Your objective -
Below are several records. Retype exactly those lines running from the one with "Target: white pinstriped jersey" through the one with "point(159, 733)", end lines included, and no others.

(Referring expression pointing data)
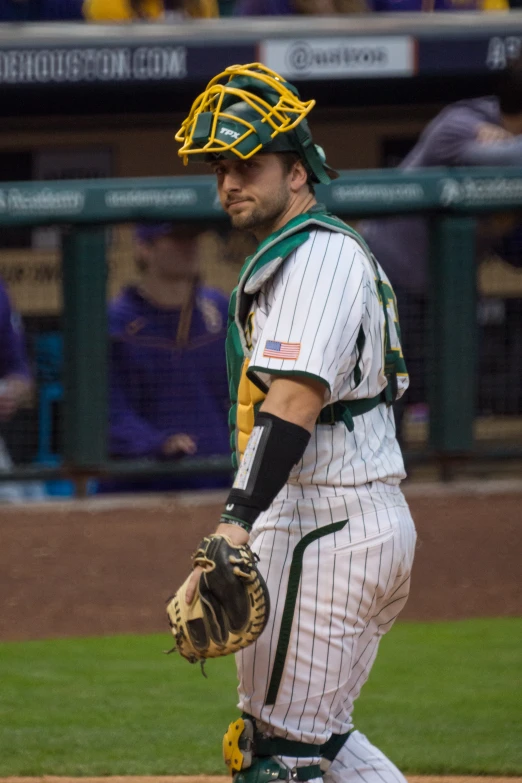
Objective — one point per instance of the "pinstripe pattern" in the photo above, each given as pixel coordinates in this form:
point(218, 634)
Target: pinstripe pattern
point(354, 584)
point(354, 579)
point(325, 298)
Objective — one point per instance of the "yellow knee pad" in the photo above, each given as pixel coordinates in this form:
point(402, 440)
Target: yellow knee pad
point(237, 745)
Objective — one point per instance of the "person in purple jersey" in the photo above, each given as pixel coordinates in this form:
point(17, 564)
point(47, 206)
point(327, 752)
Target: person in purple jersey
point(40, 10)
point(478, 132)
point(169, 392)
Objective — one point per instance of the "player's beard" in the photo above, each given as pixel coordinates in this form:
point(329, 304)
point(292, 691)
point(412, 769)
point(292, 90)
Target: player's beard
point(265, 215)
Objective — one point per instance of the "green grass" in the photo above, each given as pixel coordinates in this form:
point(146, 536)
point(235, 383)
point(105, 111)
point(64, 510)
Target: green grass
point(442, 698)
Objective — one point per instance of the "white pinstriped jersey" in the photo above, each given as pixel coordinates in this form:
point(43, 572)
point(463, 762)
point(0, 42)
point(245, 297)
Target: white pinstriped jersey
point(308, 319)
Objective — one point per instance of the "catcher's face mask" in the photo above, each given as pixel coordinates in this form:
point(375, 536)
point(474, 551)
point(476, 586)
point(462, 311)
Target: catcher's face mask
point(249, 109)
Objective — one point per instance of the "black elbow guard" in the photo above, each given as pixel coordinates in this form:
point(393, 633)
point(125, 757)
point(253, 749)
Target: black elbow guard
point(274, 447)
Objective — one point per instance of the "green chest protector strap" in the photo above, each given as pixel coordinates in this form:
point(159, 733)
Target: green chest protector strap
point(346, 410)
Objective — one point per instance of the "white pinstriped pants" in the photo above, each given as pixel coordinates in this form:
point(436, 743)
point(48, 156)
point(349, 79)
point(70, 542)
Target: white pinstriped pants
point(353, 583)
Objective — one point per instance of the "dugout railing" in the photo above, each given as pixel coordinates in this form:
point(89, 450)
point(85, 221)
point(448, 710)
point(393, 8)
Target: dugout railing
point(451, 199)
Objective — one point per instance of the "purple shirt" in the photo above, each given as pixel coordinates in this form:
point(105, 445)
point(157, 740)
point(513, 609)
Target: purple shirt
point(163, 385)
point(40, 10)
point(13, 359)
point(401, 244)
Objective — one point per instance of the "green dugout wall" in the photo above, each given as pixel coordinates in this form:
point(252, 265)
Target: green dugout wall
point(451, 199)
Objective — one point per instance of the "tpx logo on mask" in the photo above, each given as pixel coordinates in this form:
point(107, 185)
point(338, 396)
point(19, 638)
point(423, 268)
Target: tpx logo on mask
point(228, 132)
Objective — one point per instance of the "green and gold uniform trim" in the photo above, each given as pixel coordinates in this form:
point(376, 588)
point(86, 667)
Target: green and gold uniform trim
point(247, 391)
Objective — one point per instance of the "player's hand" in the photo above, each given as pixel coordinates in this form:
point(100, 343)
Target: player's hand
point(179, 444)
point(236, 534)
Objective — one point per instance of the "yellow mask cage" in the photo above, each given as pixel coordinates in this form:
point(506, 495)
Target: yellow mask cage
point(282, 117)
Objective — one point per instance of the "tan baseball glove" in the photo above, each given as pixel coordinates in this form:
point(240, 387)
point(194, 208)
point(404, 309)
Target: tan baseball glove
point(230, 607)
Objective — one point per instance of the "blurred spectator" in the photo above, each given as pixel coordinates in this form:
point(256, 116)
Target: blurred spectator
point(479, 132)
point(40, 10)
point(122, 10)
point(128, 10)
point(15, 385)
point(307, 7)
point(169, 391)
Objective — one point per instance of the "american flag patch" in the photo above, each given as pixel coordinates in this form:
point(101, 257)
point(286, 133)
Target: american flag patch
point(276, 350)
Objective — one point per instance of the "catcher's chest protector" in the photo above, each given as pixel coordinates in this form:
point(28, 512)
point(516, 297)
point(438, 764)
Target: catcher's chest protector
point(246, 397)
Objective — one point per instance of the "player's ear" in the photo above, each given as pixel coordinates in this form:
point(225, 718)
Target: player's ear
point(298, 176)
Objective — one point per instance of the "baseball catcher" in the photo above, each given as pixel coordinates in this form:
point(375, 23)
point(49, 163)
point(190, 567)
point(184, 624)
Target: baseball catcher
point(315, 516)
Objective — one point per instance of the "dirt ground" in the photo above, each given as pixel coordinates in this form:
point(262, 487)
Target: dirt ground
point(106, 566)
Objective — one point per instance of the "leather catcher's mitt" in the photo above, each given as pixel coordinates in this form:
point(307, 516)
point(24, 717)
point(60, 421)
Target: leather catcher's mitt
point(230, 607)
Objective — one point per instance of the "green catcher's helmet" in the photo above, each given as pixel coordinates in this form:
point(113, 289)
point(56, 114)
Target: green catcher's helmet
point(254, 110)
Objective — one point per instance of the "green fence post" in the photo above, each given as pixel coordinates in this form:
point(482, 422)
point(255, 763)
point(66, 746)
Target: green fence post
point(85, 347)
point(452, 344)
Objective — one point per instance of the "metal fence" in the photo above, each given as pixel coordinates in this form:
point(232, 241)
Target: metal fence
point(470, 399)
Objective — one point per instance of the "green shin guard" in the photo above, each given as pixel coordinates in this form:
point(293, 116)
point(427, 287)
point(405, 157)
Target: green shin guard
point(265, 769)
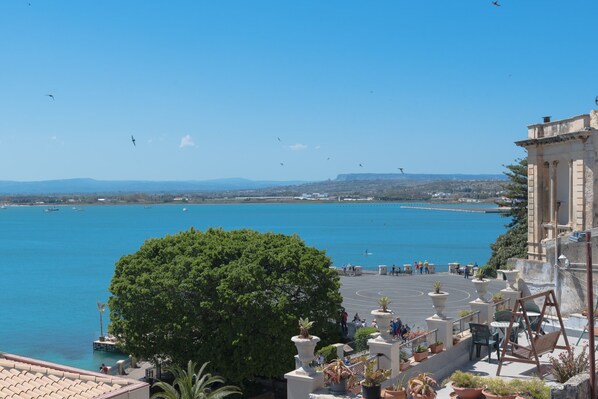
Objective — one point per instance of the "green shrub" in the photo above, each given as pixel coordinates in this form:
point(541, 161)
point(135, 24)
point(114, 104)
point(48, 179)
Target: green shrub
point(329, 353)
point(361, 337)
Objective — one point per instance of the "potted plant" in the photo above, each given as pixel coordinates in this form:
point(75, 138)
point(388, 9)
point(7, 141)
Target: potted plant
point(338, 376)
point(466, 385)
point(497, 388)
point(383, 318)
point(438, 300)
point(405, 362)
point(306, 345)
point(481, 285)
point(510, 274)
point(532, 389)
point(372, 380)
point(398, 390)
point(420, 353)
point(416, 336)
point(437, 347)
point(498, 298)
point(422, 386)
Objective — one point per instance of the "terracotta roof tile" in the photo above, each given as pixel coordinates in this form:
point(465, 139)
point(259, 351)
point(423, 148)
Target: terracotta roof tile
point(24, 380)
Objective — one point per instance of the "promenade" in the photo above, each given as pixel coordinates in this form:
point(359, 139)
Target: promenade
point(408, 295)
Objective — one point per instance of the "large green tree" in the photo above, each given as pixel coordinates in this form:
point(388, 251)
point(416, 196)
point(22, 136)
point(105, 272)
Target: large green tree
point(229, 297)
point(513, 243)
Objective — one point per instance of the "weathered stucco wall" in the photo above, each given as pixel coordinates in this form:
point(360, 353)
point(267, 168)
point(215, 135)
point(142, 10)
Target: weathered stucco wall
point(569, 282)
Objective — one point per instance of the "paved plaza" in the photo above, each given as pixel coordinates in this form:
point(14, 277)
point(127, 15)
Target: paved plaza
point(409, 295)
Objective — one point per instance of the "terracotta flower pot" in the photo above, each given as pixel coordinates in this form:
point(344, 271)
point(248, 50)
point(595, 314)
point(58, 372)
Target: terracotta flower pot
point(389, 393)
point(436, 348)
point(420, 356)
point(467, 393)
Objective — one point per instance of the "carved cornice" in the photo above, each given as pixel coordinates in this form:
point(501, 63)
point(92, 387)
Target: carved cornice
point(581, 135)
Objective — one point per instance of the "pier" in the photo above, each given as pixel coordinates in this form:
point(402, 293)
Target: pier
point(459, 209)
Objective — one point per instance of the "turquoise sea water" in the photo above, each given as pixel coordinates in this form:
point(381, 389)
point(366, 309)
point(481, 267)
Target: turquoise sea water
point(56, 265)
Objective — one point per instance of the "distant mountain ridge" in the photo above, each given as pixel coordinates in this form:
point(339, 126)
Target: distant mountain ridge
point(86, 186)
point(92, 186)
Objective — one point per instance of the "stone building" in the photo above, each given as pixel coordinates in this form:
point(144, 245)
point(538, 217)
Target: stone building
point(562, 179)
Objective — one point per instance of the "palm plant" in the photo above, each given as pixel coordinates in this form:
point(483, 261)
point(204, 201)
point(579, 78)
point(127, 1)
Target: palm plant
point(188, 384)
point(101, 309)
point(304, 326)
point(384, 302)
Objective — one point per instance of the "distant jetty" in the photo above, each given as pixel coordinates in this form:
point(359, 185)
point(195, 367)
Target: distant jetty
point(459, 209)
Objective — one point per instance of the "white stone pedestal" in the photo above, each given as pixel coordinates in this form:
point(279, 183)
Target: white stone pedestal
point(300, 385)
point(486, 311)
point(512, 295)
point(392, 355)
point(445, 330)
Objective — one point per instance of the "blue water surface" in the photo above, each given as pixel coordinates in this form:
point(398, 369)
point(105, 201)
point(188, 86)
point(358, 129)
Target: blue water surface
point(56, 265)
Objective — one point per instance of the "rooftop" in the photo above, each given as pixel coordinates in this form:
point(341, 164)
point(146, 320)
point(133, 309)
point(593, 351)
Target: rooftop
point(22, 377)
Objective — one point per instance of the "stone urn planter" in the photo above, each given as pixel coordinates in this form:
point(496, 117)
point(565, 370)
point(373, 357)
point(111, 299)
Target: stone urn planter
point(439, 303)
point(511, 276)
point(305, 349)
point(437, 347)
point(467, 393)
point(383, 320)
point(481, 287)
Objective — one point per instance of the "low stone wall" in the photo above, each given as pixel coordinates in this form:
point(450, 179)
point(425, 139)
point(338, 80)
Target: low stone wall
point(577, 387)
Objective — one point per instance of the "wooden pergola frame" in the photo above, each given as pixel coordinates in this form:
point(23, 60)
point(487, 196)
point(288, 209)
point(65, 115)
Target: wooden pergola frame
point(538, 344)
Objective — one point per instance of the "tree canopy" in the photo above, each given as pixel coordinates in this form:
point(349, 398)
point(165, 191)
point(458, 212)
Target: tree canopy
point(229, 297)
point(513, 243)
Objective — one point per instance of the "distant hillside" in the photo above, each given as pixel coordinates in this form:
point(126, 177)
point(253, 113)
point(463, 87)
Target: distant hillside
point(416, 177)
point(91, 186)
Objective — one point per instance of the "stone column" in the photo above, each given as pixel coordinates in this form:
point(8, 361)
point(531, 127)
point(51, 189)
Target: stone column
point(445, 330)
point(391, 359)
point(340, 352)
point(571, 198)
point(486, 311)
point(300, 385)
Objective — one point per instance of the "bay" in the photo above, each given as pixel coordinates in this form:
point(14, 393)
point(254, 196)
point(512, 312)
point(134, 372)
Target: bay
point(56, 265)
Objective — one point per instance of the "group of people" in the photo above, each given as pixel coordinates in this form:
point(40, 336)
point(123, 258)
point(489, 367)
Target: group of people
point(398, 329)
point(421, 267)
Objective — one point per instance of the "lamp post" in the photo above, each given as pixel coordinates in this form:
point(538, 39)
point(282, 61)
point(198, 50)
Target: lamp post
point(590, 288)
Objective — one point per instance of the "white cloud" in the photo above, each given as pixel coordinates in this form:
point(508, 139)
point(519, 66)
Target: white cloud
point(186, 141)
point(298, 147)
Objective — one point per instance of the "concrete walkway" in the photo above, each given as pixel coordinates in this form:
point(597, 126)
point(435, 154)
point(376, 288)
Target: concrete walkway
point(408, 295)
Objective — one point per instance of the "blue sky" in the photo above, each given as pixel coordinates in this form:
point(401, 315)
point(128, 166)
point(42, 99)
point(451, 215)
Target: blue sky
point(208, 87)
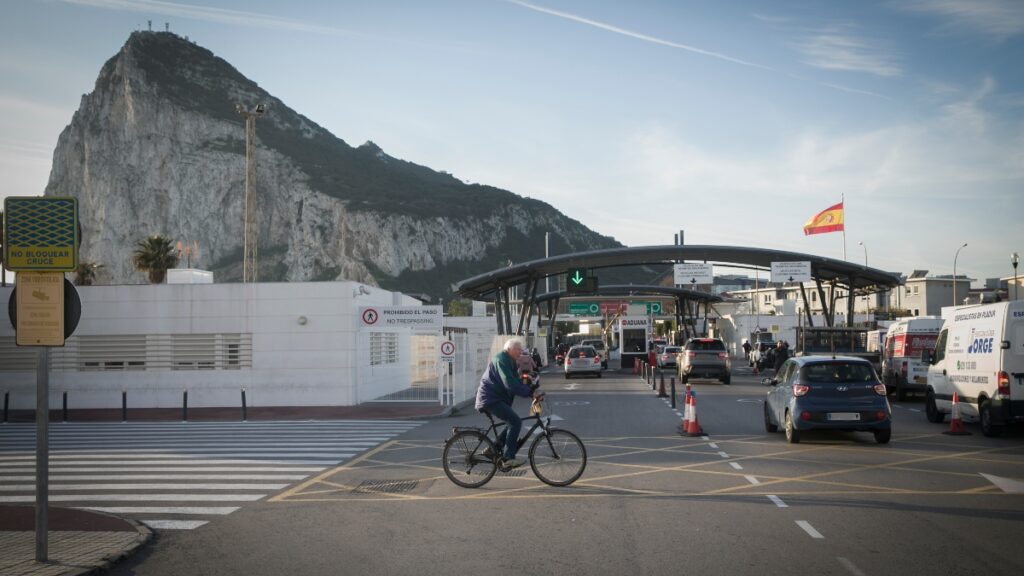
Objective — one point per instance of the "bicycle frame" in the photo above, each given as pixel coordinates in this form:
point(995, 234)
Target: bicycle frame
point(494, 432)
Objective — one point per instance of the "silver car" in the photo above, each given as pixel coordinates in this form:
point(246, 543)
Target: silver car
point(583, 360)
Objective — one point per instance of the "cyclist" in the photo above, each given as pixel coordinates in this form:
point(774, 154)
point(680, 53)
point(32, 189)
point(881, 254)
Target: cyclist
point(499, 386)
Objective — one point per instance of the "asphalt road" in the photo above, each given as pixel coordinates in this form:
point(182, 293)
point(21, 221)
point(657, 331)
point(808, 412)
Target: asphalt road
point(651, 501)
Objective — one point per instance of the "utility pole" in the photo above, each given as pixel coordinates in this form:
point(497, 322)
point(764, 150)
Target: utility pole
point(250, 229)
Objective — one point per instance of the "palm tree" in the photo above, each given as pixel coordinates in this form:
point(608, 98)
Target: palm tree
point(85, 274)
point(155, 255)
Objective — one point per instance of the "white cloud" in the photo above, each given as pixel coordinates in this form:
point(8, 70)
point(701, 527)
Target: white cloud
point(208, 13)
point(999, 19)
point(845, 52)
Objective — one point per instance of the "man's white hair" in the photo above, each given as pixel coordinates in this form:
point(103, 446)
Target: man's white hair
point(511, 342)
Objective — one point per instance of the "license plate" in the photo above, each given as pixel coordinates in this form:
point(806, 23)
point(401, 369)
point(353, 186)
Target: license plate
point(844, 415)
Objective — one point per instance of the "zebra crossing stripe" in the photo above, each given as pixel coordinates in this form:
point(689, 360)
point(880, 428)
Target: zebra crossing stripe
point(175, 524)
point(207, 510)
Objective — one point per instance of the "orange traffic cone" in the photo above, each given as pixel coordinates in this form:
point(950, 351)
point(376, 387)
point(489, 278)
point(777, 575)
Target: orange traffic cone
point(693, 425)
point(687, 410)
point(956, 421)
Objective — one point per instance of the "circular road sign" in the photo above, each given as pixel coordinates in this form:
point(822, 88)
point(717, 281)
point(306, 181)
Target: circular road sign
point(370, 317)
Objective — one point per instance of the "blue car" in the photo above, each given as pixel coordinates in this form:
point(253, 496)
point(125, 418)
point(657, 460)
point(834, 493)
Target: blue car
point(827, 393)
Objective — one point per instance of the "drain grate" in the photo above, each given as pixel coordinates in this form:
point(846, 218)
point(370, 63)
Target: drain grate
point(386, 486)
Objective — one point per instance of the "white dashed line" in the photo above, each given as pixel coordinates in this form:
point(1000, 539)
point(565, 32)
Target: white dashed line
point(809, 529)
point(851, 567)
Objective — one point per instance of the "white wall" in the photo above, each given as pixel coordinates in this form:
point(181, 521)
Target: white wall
point(320, 362)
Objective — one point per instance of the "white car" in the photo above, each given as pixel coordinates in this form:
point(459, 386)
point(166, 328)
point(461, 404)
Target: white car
point(979, 356)
point(583, 360)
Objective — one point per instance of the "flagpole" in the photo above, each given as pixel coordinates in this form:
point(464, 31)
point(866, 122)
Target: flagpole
point(842, 200)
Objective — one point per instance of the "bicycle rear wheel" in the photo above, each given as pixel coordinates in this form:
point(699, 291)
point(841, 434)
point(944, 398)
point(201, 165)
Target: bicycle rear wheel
point(558, 457)
point(464, 461)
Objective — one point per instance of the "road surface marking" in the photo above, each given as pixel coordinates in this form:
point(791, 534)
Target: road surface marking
point(850, 567)
point(809, 529)
point(138, 498)
point(299, 488)
point(175, 524)
point(214, 510)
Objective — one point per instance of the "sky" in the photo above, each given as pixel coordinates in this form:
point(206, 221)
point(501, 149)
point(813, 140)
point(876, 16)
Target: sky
point(733, 121)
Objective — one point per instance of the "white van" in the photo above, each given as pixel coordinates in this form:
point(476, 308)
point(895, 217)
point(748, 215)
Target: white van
point(902, 370)
point(979, 355)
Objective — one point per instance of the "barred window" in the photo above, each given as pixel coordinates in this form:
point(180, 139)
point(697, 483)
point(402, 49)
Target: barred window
point(383, 347)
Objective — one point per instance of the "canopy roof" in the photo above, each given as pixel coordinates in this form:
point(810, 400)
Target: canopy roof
point(854, 277)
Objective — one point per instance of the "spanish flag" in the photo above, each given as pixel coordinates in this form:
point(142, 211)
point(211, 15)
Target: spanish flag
point(829, 219)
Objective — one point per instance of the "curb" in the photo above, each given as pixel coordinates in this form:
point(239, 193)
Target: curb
point(142, 536)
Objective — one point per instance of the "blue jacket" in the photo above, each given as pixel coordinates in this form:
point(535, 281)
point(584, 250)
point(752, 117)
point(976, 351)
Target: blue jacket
point(501, 382)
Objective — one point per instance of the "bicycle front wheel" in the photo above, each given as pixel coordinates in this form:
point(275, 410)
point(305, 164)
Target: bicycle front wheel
point(558, 457)
point(464, 459)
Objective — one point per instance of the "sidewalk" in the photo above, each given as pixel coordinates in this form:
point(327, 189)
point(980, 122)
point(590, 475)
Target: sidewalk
point(86, 542)
point(78, 541)
point(379, 410)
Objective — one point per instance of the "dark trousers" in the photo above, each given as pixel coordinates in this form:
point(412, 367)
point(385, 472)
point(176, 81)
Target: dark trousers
point(509, 436)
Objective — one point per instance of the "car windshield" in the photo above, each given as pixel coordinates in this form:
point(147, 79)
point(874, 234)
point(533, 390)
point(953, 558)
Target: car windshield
point(706, 343)
point(834, 372)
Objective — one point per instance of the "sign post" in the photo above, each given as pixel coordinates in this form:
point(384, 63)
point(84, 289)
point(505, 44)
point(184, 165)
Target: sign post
point(791, 272)
point(691, 274)
point(41, 244)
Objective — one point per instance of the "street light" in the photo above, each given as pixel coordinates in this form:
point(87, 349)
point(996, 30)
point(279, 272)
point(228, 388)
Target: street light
point(250, 229)
point(1014, 259)
point(954, 271)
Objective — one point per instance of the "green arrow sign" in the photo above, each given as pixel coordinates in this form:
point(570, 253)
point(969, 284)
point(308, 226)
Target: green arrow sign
point(578, 276)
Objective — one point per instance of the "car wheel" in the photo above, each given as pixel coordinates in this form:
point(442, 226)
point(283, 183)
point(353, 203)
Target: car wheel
point(985, 417)
point(792, 434)
point(769, 427)
point(883, 437)
point(932, 411)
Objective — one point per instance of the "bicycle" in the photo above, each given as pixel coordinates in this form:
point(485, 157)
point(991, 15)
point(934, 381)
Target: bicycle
point(472, 456)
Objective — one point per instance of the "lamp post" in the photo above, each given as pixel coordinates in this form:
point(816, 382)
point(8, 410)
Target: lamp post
point(250, 230)
point(956, 255)
point(1014, 259)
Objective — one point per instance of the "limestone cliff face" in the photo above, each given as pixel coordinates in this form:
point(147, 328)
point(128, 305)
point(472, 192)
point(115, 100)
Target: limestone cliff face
point(158, 148)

Output of the exercise -
Target: white pinstriped jersey
point(308, 319)
Objective — one point per instance of the "catcher's face mask" in the photo above, each given as pixel coordinates in this form:
point(375, 536)
point(474, 551)
point(476, 586)
point(462, 311)
Target: catcher's face mask
point(249, 109)
Objective — one point per instance of the "black elbow guard" in the photo above, each given as pixel coordinates in this form:
point(393, 633)
point(125, 757)
point(253, 749)
Target: black elbow guard
point(274, 447)
Objective — one point per instance of the "green chest protector strap" in the photo above, each given as pixel coordinates in this form:
point(159, 733)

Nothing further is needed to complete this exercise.